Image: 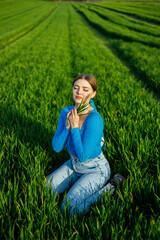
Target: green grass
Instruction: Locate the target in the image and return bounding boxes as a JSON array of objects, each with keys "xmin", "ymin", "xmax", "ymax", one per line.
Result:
[{"xmin": 0, "ymin": 1, "xmax": 160, "ymax": 240}]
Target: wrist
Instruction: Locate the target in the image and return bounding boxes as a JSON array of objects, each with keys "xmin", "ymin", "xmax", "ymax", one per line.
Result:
[{"xmin": 71, "ymin": 124, "xmax": 79, "ymax": 129}]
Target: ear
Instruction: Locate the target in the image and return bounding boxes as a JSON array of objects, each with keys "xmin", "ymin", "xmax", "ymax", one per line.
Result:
[{"xmin": 91, "ymin": 91, "xmax": 97, "ymax": 98}]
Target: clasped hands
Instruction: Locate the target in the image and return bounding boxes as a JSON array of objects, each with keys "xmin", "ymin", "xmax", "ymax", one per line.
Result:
[{"xmin": 66, "ymin": 107, "xmax": 79, "ymax": 130}]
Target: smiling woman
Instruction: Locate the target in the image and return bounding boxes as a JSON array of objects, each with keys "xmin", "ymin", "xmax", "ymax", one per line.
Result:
[{"xmin": 46, "ymin": 74, "xmax": 123, "ymax": 214}]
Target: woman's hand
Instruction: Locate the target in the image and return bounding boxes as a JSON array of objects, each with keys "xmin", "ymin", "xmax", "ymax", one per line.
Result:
[{"xmin": 66, "ymin": 107, "xmax": 79, "ymax": 130}]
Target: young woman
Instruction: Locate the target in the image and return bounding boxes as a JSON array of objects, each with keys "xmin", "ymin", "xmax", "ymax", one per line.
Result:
[{"xmin": 46, "ymin": 74, "xmax": 123, "ymax": 214}]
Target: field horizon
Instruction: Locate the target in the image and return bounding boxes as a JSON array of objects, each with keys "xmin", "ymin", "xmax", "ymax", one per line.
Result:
[{"xmin": 0, "ymin": 0, "xmax": 160, "ymax": 240}]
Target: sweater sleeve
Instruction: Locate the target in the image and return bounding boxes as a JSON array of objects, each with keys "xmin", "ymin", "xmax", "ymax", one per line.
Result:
[
  {"xmin": 52, "ymin": 109, "xmax": 70, "ymax": 152},
  {"xmin": 71, "ymin": 115, "xmax": 103, "ymax": 162}
]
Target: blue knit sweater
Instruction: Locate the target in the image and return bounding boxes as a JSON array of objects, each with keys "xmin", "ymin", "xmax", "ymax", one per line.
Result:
[{"xmin": 52, "ymin": 103, "xmax": 103, "ymax": 162}]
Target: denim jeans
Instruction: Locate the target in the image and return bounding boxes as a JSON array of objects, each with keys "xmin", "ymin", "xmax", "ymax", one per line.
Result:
[{"xmin": 46, "ymin": 153, "xmax": 111, "ymax": 214}]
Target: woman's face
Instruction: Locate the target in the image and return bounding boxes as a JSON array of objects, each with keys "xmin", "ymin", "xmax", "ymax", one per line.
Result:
[{"xmin": 72, "ymin": 79, "xmax": 96, "ymax": 105}]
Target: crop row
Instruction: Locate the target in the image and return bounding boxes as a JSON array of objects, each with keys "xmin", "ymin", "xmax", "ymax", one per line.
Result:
[
  {"xmin": 85, "ymin": 4, "xmax": 160, "ymax": 37},
  {"xmin": 0, "ymin": 2, "xmax": 57, "ymax": 48},
  {"xmin": 94, "ymin": 2, "xmax": 160, "ymax": 25},
  {"xmin": 0, "ymin": 3, "xmax": 160, "ymax": 239},
  {"xmin": 73, "ymin": 5, "xmax": 160, "ymax": 94}
]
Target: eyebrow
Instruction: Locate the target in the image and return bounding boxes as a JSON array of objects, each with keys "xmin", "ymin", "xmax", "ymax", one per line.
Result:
[{"xmin": 74, "ymin": 85, "xmax": 89, "ymax": 89}]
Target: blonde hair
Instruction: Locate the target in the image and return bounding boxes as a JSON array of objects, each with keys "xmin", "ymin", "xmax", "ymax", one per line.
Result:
[{"xmin": 73, "ymin": 74, "xmax": 97, "ymax": 91}]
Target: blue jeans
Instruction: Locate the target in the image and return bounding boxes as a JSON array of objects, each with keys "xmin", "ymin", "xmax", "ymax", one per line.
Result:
[{"xmin": 46, "ymin": 153, "xmax": 111, "ymax": 214}]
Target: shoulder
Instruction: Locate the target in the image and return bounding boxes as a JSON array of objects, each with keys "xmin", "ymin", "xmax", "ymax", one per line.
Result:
[{"xmin": 87, "ymin": 110, "xmax": 103, "ymax": 125}]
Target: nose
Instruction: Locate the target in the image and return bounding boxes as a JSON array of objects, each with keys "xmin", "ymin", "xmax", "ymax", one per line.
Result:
[{"xmin": 77, "ymin": 88, "xmax": 82, "ymax": 94}]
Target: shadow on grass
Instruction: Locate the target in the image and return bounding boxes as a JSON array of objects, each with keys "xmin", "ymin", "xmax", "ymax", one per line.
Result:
[
  {"xmin": 73, "ymin": 6, "xmax": 160, "ymax": 48},
  {"xmin": 92, "ymin": 4, "xmax": 160, "ymax": 26},
  {"xmin": 75, "ymin": 7, "xmax": 160, "ymax": 99},
  {"xmin": 86, "ymin": 6, "xmax": 160, "ymax": 38}
]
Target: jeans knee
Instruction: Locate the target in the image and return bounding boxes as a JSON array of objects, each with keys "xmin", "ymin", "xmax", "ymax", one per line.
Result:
[{"xmin": 61, "ymin": 198, "xmax": 77, "ymax": 216}]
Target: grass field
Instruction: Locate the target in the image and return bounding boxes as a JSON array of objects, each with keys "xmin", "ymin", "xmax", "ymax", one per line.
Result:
[{"xmin": 0, "ymin": 0, "xmax": 160, "ymax": 240}]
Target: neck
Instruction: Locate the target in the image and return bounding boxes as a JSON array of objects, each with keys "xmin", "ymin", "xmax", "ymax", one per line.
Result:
[{"xmin": 75, "ymin": 103, "xmax": 93, "ymax": 114}]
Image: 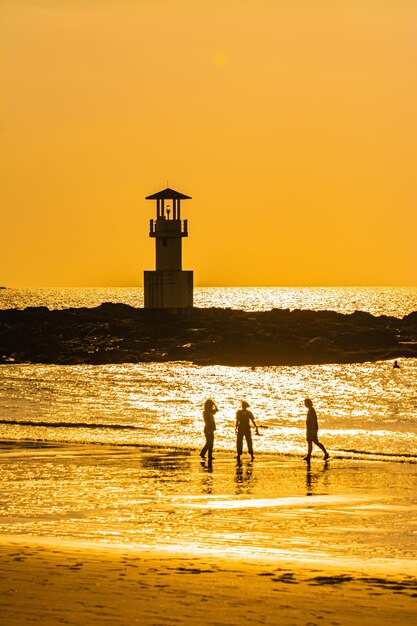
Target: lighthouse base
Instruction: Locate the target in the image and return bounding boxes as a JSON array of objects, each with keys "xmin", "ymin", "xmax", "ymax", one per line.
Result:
[{"xmin": 144, "ymin": 270, "xmax": 193, "ymax": 309}]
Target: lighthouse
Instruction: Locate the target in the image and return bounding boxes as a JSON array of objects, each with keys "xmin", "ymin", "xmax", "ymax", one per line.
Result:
[{"xmin": 144, "ymin": 187, "xmax": 193, "ymax": 309}]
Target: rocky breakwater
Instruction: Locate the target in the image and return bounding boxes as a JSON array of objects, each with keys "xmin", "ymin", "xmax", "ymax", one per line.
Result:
[{"xmin": 0, "ymin": 304, "xmax": 417, "ymax": 366}]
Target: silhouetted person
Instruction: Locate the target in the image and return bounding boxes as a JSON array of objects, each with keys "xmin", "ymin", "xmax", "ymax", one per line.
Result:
[
  {"xmin": 236, "ymin": 400, "xmax": 259, "ymax": 462},
  {"xmin": 304, "ymin": 398, "xmax": 329, "ymax": 462},
  {"xmin": 200, "ymin": 398, "xmax": 218, "ymax": 464}
]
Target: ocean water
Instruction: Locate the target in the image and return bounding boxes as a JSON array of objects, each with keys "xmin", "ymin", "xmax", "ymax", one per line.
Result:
[
  {"xmin": 0, "ymin": 288, "xmax": 417, "ymax": 567},
  {"xmin": 0, "ymin": 287, "xmax": 417, "ymax": 317}
]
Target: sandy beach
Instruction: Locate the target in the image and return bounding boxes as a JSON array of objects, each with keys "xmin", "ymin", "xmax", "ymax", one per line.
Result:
[
  {"xmin": 0, "ymin": 539, "xmax": 417, "ymax": 626},
  {"xmin": 0, "ymin": 442, "xmax": 417, "ymax": 626}
]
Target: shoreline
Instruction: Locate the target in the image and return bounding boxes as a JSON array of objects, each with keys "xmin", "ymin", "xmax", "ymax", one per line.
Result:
[
  {"xmin": 0, "ymin": 538, "xmax": 417, "ymax": 626},
  {"xmin": 0, "ymin": 303, "xmax": 417, "ymax": 367}
]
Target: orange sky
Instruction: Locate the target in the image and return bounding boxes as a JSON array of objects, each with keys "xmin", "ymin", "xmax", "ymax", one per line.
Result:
[{"xmin": 0, "ymin": 0, "xmax": 417, "ymax": 287}]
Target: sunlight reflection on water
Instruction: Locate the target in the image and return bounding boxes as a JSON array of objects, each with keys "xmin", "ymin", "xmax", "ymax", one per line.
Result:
[{"xmin": 0, "ymin": 359, "xmax": 417, "ymax": 456}]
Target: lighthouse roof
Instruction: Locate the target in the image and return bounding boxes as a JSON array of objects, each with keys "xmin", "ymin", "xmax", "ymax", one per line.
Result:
[{"xmin": 145, "ymin": 187, "xmax": 191, "ymax": 200}]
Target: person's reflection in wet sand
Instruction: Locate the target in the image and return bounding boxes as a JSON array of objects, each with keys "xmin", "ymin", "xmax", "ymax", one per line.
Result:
[
  {"xmin": 235, "ymin": 463, "xmax": 253, "ymax": 495},
  {"xmin": 306, "ymin": 461, "xmax": 329, "ymax": 496},
  {"xmin": 201, "ymin": 464, "xmax": 213, "ymax": 495}
]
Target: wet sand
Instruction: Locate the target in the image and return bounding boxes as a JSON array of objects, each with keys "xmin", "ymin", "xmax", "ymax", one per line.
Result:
[
  {"xmin": 0, "ymin": 441, "xmax": 417, "ymax": 626},
  {"xmin": 0, "ymin": 539, "xmax": 417, "ymax": 626}
]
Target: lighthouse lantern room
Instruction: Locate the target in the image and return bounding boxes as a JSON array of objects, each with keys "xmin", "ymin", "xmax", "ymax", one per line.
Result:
[{"xmin": 144, "ymin": 188, "xmax": 193, "ymax": 309}]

WORK REQUIRED
Please print everything from the line containing "Target: shoreline" down to the end of the listing above, with each line reproduced verbatim.

THE RESULT
Target: shoreline
Instruction: Locate the target in the image and return bounding boxes as a JSON array of objects, each with keys "xmin", "ymin", "xmax", "ymax", one per line.
Result:
[
  {"xmin": 0, "ymin": 538, "xmax": 417, "ymax": 626},
  {"xmin": 0, "ymin": 303, "xmax": 417, "ymax": 367}
]
Target: orange sky
Instruction: Locate the target in the image and return bounding boxes as a JSON array of objects, each with keys "xmin", "ymin", "xmax", "ymax", one per line.
Result:
[{"xmin": 0, "ymin": 0, "xmax": 417, "ymax": 287}]
Target: sunlight reflection on water
Instruction: Locate the target in the image and return bounding boxes as a JSON array of objects, each with keys "xmin", "ymin", "xmax", "ymax", one per line.
Result:
[{"xmin": 0, "ymin": 359, "xmax": 417, "ymax": 456}]
Target: lighthouse roof
Instruction: Locate the target in the image and return bounding boxes as a JSON array of objects, each with keys "xmin", "ymin", "xmax", "ymax", one per line.
Result:
[{"xmin": 145, "ymin": 187, "xmax": 191, "ymax": 200}]
Target: person's reflection in wet sand
Instruction: Locate the target in the image and return bounding boxes as a JSON array of objects, each with keys "xmin", "ymin", "xmax", "ymax", one per line.
Result:
[
  {"xmin": 235, "ymin": 463, "xmax": 253, "ymax": 495},
  {"xmin": 306, "ymin": 461, "xmax": 329, "ymax": 496},
  {"xmin": 201, "ymin": 464, "xmax": 213, "ymax": 495}
]
Target: wet sand
Instruction: Locate the target in the image and return bounding boxes as a JSON array of objects, each with keys "xmin", "ymin", "xmax", "ymax", one per line.
Result:
[
  {"xmin": 0, "ymin": 441, "xmax": 417, "ymax": 626},
  {"xmin": 0, "ymin": 539, "xmax": 417, "ymax": 626}
]
Target: lighthouse lantern room
Instruction: Locate the target in the image and return bounding boxes as a JSON array of objects, each with keys "xmin", "ymin", "xmax", "ymax", one per line.
Result:
[{"xmin": 144, "ymin": 188, "xmax": 193, "ymax": 309}]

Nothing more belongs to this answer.